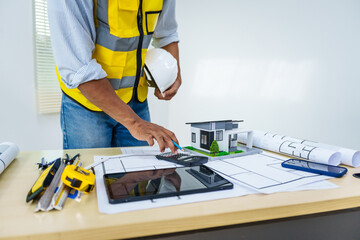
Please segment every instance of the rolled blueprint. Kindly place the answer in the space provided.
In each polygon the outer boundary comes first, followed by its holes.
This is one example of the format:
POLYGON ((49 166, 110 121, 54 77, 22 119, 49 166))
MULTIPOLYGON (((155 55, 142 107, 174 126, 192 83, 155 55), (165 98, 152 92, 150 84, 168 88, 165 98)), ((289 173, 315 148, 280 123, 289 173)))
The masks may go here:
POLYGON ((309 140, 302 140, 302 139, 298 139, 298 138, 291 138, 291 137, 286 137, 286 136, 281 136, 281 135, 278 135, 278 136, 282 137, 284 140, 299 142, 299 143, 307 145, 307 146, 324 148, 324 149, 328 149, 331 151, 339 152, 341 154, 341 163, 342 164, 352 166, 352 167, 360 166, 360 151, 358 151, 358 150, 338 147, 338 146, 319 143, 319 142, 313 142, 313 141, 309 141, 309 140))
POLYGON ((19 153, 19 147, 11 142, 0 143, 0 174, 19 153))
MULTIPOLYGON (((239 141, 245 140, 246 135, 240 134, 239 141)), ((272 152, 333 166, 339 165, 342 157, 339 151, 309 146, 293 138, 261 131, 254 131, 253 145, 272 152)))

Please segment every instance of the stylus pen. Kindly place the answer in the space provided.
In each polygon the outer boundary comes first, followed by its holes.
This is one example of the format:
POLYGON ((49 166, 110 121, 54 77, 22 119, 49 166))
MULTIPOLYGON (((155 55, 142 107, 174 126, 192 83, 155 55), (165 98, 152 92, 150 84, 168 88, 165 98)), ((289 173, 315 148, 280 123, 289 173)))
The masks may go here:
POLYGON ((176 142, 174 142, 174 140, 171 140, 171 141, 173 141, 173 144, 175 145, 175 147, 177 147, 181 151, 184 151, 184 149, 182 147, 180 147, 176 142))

Objective:
Turn every line of the entries above into a numbered list. Skip the blank lines and leave out the pictures.

Output:
1. Please segment every instance of the rolled blueprint. Kindly place the answer in the space provided.
2. In each polygon the outer boundary comes first, followed by its holes.
3. This is one example of the format:
4. POLYGON ((49 166, 110 121, 54 77, 22 119, 49 166))
5. MULTIPOLYGON (((155 55, 142 107, 174 126, 192 83, 155 55), (165 98, 152 92, 150 84, 168 88, 165 98)), ((289 173, 315 148, 280 123, 289 173)))
6. The masks may go here:
7. POLYGON ((309 140, 302 140, 302 139, 298 139, 298 138, 291 138, 291 137, 286 137, 286 136, 281 136, 281 135, 278 135, 278 136, 282 137, 284 140, 299 142, 299 143, 307 145, 307 146, 324 148, 324 149, 328 149, 331 151, 339 152, 341 154, 341 163, 342 164, 352 166, 352 167, 360 166, 360 151, 358 151, 358 150, 338 147, 338 146, 319 143, 319 142, 313 142, 313 141, 309 141, 309 140))
8. POLYGON ((19 153, 19 147, 11 142, 0 143, 0 174, 19 153))
9. MULTIPOLYGON (((239 141, 245 140, 246 135, 240 134, 239 141)), ((272 152, 333 166, 339 165, 342 157, 339 151, 309 146, 293 138, 261 131, 254 131, 253 145, 272 152)))
10. Please segment every instance of the stylus pen. Kindly place the answer in the space provided.
11. In each polygon the outer boundary comes first, followed by its holes.
12. This is one example of the format:
13. POLYGON ((49 166, 110 121, 54 77, 22 119, 49 166))
14. MULTIPOLYGON (((155 55, 142 107, 174 126, 192 83, 155 55), (165 98, 152 92, 150 84, 168 88, 165 98)), ((289 173, 315 148, 280 123, 289 173)))
15. The masks may go here:
16. POLYGON ((176 142, 174 142, 174 140, 171 140, 171 141, 173 141, 173 144, 175 145, 175 147, 177 147, 181 151, 184 151, 184 149, 182 147, 180 147, 176 142))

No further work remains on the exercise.